→ **Directions**
**a)** Summarize the passage on S3 pricing in two sentences.
**b)** Carry the passage on S3 pricing forward from its last sentence.

→ **Article**
** START **
So, if you upload your 10GB of data to S3 in 10,000 1MB files, store it for a month, and then download each of the files once, you'll be charged:
$0.00 for upload bandwidth (this is free)
$0.10 for the 10,000 PUT requests to upload the files
$0.95 for storing the 10GB for a month
$1.08 for 10GB download bandwidth (the first is free, then $0.12/GB)
$0.01 for the 10,000 GET requests to download the files
That's $2.14. If you uploaded and downloaded once each, but kept the data for a year, only the storage cost would go up to 12 * $0.95, or $11.40. If your files averaged only 100KB, so you had 100,000 of them, you'd pay 10 times as much for the PUT and GET requests, or $1.10 instead of $0.11.
You can only upload and download a single file per operation. If you combined your files into one using Zip, you'd only save by using fewer operations, which, as you can see, are pretty cheap to start with.
There is one quirk here, though. I'm pretty sure you are charged for all bandwidth usage when uploading and downloading, including request headers, not just the bodies containing your data. So if your files were really tiny the request headers might become significant, perhaps as much as the files themselves. In that case your bandwidth costs would double.
** END **
→ **Supplied entries**
** START **
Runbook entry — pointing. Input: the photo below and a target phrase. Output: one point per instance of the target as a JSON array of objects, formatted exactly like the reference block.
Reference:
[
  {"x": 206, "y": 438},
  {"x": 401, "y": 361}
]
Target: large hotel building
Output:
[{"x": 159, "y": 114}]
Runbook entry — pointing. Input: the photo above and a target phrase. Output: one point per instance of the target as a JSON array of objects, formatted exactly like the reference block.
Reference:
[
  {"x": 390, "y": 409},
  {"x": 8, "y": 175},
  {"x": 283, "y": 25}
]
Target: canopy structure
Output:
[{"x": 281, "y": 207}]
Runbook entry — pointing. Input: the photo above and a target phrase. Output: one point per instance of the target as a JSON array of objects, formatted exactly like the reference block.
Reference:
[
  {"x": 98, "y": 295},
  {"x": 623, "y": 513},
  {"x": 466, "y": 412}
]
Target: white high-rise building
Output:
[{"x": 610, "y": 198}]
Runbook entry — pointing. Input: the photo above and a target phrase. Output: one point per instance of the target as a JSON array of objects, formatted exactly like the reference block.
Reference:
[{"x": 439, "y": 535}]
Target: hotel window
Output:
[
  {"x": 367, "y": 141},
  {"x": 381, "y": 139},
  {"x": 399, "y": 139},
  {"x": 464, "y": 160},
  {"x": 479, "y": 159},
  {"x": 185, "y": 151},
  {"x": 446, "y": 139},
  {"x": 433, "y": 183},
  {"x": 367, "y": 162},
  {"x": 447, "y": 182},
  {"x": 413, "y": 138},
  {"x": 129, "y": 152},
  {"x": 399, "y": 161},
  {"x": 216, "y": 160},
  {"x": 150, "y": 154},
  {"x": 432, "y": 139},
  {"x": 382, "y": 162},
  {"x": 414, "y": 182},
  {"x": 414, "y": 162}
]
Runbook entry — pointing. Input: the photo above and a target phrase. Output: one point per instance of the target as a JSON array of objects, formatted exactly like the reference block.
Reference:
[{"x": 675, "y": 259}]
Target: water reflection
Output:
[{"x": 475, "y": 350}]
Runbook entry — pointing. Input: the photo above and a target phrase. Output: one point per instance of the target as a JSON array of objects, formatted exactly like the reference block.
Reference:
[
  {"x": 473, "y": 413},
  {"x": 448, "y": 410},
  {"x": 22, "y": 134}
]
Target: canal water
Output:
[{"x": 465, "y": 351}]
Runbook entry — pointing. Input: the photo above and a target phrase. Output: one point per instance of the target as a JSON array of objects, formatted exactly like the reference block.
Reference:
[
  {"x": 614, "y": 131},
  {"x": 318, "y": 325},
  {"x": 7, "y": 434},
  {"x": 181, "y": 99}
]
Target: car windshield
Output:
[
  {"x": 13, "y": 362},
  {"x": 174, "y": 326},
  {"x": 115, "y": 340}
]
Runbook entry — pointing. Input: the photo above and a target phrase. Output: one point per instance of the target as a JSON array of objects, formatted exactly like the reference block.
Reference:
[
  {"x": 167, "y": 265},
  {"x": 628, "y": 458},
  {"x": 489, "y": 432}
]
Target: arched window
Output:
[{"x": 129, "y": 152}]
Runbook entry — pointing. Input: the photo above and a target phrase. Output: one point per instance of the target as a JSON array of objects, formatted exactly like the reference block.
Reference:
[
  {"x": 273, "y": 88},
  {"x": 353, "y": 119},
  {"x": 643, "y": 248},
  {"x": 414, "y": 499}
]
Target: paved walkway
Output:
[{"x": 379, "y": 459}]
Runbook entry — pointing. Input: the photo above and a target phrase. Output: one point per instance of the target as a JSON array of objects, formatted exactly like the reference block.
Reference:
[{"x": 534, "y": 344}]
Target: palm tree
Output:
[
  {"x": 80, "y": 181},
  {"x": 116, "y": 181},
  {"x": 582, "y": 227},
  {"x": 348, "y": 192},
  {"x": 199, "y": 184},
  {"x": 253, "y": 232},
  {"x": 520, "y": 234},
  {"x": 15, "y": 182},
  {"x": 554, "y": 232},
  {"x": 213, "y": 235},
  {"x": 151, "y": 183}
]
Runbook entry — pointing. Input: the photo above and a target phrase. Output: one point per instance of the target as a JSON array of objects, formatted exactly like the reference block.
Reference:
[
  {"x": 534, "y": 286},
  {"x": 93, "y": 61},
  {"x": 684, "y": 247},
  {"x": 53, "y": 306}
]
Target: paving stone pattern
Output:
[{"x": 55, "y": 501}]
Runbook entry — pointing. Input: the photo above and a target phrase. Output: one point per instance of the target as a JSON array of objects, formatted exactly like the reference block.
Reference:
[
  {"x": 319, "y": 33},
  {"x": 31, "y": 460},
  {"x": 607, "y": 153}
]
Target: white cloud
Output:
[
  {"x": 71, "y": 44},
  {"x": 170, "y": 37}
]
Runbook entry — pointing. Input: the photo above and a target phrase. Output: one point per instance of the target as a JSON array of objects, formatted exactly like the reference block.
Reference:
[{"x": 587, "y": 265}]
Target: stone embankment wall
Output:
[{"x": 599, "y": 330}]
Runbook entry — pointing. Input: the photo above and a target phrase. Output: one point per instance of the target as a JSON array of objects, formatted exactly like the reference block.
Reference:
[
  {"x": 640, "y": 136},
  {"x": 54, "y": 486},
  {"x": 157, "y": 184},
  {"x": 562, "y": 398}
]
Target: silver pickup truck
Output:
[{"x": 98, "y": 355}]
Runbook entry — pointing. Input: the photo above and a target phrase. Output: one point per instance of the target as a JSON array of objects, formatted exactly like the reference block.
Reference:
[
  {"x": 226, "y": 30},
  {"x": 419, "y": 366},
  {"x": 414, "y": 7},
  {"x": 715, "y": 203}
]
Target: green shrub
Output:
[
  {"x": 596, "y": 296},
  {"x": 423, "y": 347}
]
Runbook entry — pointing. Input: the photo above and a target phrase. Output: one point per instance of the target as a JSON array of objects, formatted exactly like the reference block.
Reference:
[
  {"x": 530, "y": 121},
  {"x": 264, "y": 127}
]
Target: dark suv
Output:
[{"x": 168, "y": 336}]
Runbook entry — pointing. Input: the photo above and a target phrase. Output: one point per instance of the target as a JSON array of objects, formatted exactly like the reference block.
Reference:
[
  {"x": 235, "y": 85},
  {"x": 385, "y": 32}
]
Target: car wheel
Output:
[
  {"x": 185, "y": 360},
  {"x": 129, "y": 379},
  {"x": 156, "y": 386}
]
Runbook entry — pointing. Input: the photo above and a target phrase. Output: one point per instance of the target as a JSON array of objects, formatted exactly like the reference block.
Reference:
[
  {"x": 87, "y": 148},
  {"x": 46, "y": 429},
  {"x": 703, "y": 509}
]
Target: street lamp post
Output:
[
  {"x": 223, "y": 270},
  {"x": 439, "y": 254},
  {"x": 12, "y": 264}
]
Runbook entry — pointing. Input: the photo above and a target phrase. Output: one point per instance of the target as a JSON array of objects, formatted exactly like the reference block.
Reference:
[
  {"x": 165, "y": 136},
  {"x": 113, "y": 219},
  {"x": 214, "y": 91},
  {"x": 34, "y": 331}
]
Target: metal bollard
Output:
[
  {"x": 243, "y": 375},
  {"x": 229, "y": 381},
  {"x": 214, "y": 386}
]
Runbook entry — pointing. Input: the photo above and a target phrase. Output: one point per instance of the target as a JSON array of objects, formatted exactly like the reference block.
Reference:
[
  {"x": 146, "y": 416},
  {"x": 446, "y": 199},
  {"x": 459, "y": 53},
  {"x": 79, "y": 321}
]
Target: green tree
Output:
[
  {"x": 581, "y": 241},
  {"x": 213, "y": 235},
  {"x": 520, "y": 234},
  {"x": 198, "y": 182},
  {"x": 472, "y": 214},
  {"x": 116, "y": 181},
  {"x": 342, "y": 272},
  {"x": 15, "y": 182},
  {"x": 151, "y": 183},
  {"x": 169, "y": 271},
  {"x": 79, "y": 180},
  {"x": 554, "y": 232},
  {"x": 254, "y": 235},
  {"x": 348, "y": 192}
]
** END **
→ **Answers in order**
**a)** Storing 10GB on S3 as 10,000 1MB files for a month and downloading each file once costs $2.14, mostly for storage and download bandwidth. Keeping the data a year raises only storage, to $11.40; smaller files raise the cheap per-request charges; zipping files together saves only on those operations; and with very tiny files, request headers may add enough bandwidth to double that cost.

**b)**
Glacier pricing is more complicated, and I've never used it myself. Basically, it reduces storage cost by almost ten-fold, leaving the other costs the same, and adding costs to archive and restore per object. Those costs seem to be significant if you have a lot of small objects, need to get a lot of your files at a time, or get files frequently. Glacier seems to be best when you have a lot of data (terabytes or more, not just gigabytes), but few operations. Given that you only have 10GB of data, S3 is so inexpensive it doesn't seem worth it to consider Glacier.
Finally, AWS has a free usage tier for the first year, which looks like it would cover all your costs except for half the storage charges.

Better use few larger files than lot of small ones
There are two approaches to putting files into Amazon Glacier. You either interact with vaults directly, or use S3 as frontend.
I am using S3 (and Amazon Management Console) so that I am able to see content of the archive and at the same time have it stored cheaply in Glacier.
This approach has one drawback - as storing any piece of information in Glacier has some data overhead (which you pay for too), then there is logically a break even point. Before 2014-04 price reduction I made a calculation and critical size is about 16 kB, storing smaller files in Glacier (using AWS S3 as frontend) was more expensive than keeping it only on S3. With price reduction for S3 storage (Glacier did not change) the break even point went even higher.
I guess, that even without S3 as frontend, the situation will be similar, even though a bit more friendly to smaller files.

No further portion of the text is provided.